Exercise directions: Retype the passage of the post on the OII DPhil anniversary below, between "As you can see, I" and "DPhil programme possible.", inclusive.

Supplied text:
10th Anniversary of OII’s DPhil in Information, Communication & the Social Sciences

It was a real honour today to speak with some of the alumni (a new word for Oxford) of the Oxford Internet Institute’s DPhil programme. A number came together to celebrate the 10th anniversary of the DPhil. It began four seemingly long years after I became the OII’s founding director in 2002. So while I have retired from Oxford, it was wonderful to return virtually to congratulate these graduates on their degrees.

The programme, like the OII itself, was hatched through four years of discussions around how the Institute (which is a department at Oxford University) should move into teaching. Immediately after my arrival we began organizing the OII’s Summer Doctoral Programme (SDP), which was an instant success and continues to draw top doctoral students from across the world who want to hone their thesis through an intensive summer programme with other doctoral students focused on Internet studies. The positive experience we had with this programme led us to move quickly to set up the DPhil – and four years is relatively quick in Oxford time.

As I told our alumni, the quality of our doctoral students has been largely responsible for the esteem the OII was able to gain across the university and colleges of Oxford. That and the international visibility of the OII enabled the department to later develop our Masters programme, and continue to attract excellent faculty and students from around the world. th-1

I am certain the OII DPhil programme has and will continue to progress since I left Oxford in 2014, such as in adding such strong faculty as Phil Howard and Gina Neff. However, I believe its early success was supported by four key principles that were part of our founding mission:

First, it was anchored in the social sciences. The OII is a department within the Division of Social Sciences at Oxford, which includes the Law Faculty. In 2002, but even since, this made us relatively unique given that so many universities, particular in the USA, viewed study of the Internet as an aspect of computer sciences and engineering. It is increasingly clear that Internet issues are multidisciplinary, and need a strong social science component that the social sciences should be well equipped to contribute. Many social sciences faculty are moving into Internet studies, which has become a burgeoning field, but the OII planted Internet studies squarely in the social sciences.

Secondly, our DPhil emphasized methods from the beginning. We needed to focus on methods to be respected across the social sciences in Oxford. But also we knew that the OII could actually move the social sciences forward in such areas as online research, later digital social science, and big data analytics as applied to the study of society. The OII did indeed help move the methods in the social sciences at Oxford into the digital age, such as through its work on e-Science and digital social research.

Thirdly, while it is somewhat of a cliché that research and teaching can complement each other, this was always the vision for the OII DPhil programme. And it happened in ways more valuable than we anticipated.

Finally, because Oxford was a green field in the areas of media, information and communication studies, with no legacy departments vying to own Internet studies, we could innovate around Internet studies from a multi-disciplinary perspective. And we found that many of the best students applying to the OII were multidisciplinary in their training even before they arrived, and understood the value of multidisciplinary, problem-focused research and teaching.

As you can see, I found the discussion today to be very stimulating. My 12 years at Oxford remains one of the highlights of my career, but it is so much enhanced by seeing our alumni continue to be engaged with the institute. So many thanks to Dame Stephanie Shirley for endowing the OII, and the many scholars across Oxford University and its Colleges, such as Andrew Graham and Colin Lucas, for their confidence and vision in establishing the OII and making the DPhil programme possible.

Given data:
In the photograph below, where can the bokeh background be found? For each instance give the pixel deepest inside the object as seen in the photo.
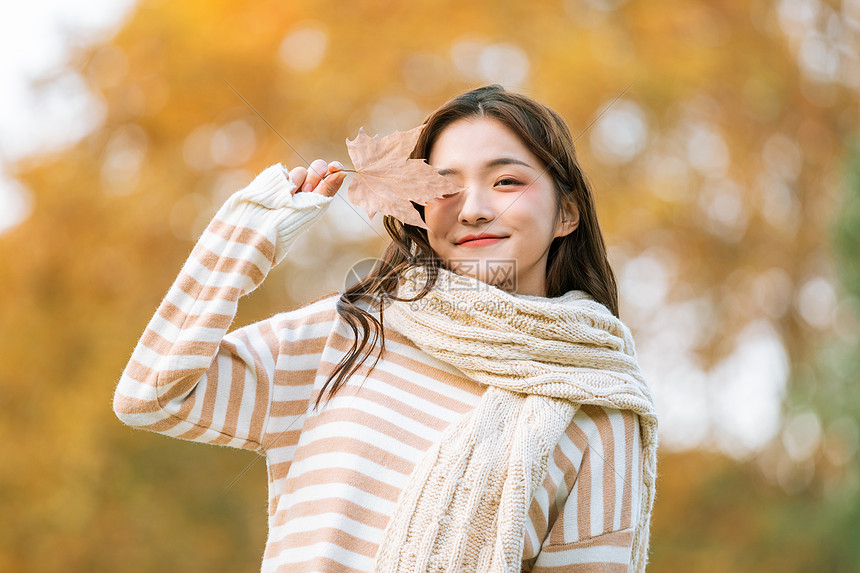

Written solution:
As you can see, I found the discussion today to be very stimulating. My 12 years at Oxford remains one of the highlights of my career, but it is so much enhanced by seeing our alumni continue to be engaged with the institute. So many thanks to Dame Stephanie Shirley for endowing the OII, and the many scholars across Oxford University and its Colleges, such as Andrew Graham and Colin Lucas, for their confidence and vision in establishing the OII and making the DPhil programme possible.